• **INFORMATION SHOWN**
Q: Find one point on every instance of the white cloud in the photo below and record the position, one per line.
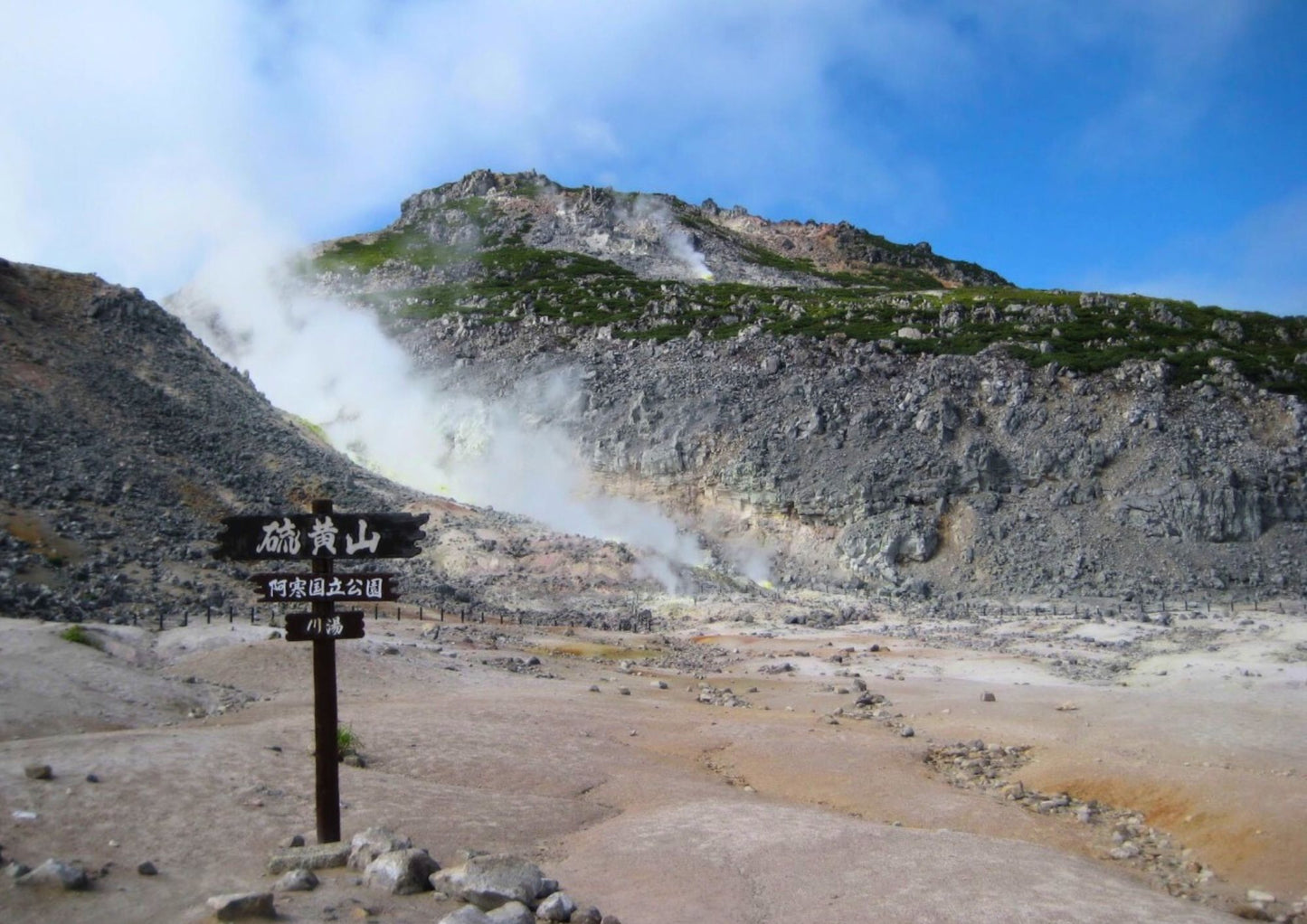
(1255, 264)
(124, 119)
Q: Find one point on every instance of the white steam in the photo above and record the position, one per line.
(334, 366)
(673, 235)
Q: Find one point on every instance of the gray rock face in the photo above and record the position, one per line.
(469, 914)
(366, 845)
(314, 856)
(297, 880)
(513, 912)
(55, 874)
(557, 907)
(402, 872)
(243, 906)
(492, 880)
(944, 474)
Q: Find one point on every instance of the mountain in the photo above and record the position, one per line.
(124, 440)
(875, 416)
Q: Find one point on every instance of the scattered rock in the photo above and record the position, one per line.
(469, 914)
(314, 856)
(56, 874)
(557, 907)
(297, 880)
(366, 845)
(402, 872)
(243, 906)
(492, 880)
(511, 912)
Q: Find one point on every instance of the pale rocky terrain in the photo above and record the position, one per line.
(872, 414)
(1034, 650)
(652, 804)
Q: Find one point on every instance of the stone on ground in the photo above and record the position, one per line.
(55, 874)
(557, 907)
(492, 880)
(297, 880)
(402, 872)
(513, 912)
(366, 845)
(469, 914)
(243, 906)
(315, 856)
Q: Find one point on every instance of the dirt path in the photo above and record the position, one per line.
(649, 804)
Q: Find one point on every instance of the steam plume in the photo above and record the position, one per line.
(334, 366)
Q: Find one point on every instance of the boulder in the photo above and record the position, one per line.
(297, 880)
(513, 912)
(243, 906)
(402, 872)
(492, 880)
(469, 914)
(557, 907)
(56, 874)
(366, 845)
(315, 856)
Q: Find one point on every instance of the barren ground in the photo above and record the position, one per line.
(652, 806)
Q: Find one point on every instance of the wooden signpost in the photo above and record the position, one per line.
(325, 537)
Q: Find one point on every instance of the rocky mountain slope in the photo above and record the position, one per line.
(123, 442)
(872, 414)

• **TASK INSTRUCTIONS**
Copy out all the entries above with "photo" replaced by "image" and nothing else altered. Leave the pictures out.

• **IN RESPONSE**
Q: Find one point on every instance of the white cloud in the image below and record the position, one per line.
(1255, 264)
(124, 119)
Q: Find one point on every instance of the white steam in the image above and record the position, one per line.
(334, 366)
(673, 235)
Q: Find one point on every instance of the gray rock face in the image above and record the position, one per line.
(469, 914)
(366, 845)
(314, 856)
(297, 880)
(513, 912)
(55, 874)
(557, 907)
(402, 872)
(243, 906)
(492, 880)
(944, 474)
Q: Find one point on every instance of the mountain in the image above and record the position, one per line.
(124, 440)
(875, 416)
Q: Find one point on every instance of the scattered rock in the image above and record the position, one per line.
(469, 914)
(314, 856)
(56, 874)
(557, 907)
(297, 880)
(366, 845)
(402, 872)
(243, 906)
(492, 880)
(511, 912)
Q: Find one point on every instance of the pale rocky terrain in the image above and record the position, one per line.
(872, 414)
(1034, 650)
(652, 804)
Q: Find one point on every instance of the stone on ground in the image above and record the position, one per line.
(55, 874)
(557, 907)
(492, 880)
(297, 880)
(402, 872)
(513, 912)
(366, 845)
(469, 914)
(243, 906)
(315, 856)
Q: Find one point on every instance of the dirt path in the image above and record the position, one per line.
(649, 804)
Q: Find one point on every instance of the steam plume in the image above and record the position, one per line.
(334, 366)
Q: Find one point on every instance of the boulder in the image above and record the position, one per line.
(297, 880)
(513, 912)
(243, 906)
(402, 872)
(492, 880)
(469, 914)
(557, 907)
(56, 874)
(366, 845)
(315, 856)
Q: Find one point on every instance of the barren ground in the image above and record the position, one per line.
(652, 806)
Q: Find one point on every instance of the wooden signpost in the image above and record the position, one per line.
(325, 537)
Q: Find one point on every instance of the rocky mountain slope in the image above and record the position, one per line.
(123, 442)
(872, 414)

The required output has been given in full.